- _Study material_:

Segment Open

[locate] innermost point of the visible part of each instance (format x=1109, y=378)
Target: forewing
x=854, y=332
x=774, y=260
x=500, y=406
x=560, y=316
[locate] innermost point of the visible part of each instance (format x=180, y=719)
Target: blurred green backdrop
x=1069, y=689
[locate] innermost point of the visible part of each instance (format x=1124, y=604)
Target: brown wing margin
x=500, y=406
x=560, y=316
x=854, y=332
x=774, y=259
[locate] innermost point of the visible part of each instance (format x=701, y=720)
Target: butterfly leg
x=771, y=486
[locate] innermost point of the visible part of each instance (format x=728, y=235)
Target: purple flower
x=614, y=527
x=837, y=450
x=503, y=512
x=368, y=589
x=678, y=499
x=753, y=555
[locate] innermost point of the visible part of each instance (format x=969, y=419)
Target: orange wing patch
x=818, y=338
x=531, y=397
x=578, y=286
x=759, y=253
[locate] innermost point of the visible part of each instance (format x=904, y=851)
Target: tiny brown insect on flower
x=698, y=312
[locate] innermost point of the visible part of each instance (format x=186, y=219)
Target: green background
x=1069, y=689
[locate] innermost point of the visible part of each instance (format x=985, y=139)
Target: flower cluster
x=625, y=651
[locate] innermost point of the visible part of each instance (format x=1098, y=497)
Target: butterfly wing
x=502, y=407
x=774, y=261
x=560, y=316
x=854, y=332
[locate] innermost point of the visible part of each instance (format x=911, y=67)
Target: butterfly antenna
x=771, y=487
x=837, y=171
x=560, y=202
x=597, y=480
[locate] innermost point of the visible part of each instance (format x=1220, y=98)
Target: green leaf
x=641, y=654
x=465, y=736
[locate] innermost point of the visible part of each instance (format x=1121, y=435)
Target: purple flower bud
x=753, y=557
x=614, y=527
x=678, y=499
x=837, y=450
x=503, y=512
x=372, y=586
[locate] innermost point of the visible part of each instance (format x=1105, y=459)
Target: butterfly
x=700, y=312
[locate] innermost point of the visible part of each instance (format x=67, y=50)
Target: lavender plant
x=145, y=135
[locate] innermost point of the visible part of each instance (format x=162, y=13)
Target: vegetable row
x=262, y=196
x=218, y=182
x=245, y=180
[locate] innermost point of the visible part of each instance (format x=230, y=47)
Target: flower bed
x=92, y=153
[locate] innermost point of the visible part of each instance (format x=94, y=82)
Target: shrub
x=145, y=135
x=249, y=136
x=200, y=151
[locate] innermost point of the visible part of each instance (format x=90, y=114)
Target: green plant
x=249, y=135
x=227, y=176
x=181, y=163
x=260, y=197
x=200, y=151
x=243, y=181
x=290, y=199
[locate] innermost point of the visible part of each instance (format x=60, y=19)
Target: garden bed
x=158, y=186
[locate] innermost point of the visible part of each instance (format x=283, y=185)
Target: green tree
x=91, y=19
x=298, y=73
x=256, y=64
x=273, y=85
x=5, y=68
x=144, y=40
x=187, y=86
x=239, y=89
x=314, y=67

Segment Closed

- _Work item_: The line with "Target: shrub" and every line after it up to the end of the entries: output those exactly, and only those.

- _Exercise output_:
Target: shrub
x=145, y=135
x=249, y=136
x=200, y=151
[locate] innermost point of the visible part of each instance (format x=90, y=114)
Target: green plant
x=249, y=135
x=227, y=176
x=181, y=163
x=260, y=197
x=200, y=151
x=243, y=181
x=290, y=199
[locate] innermost point of the visible part of each instance (format x=60, y=19)
Target: garden bed
x=158, y=186
[locate] innermost point of the visible part of each instance (format x=283, y=185)
Target: green tree
x=91, y=19
x=298, y=73
x=256, y=64
x=273, y=85
x=5, y=68
x=144, y=40
x=187, y=86
x=239, y=89
x=314, y=67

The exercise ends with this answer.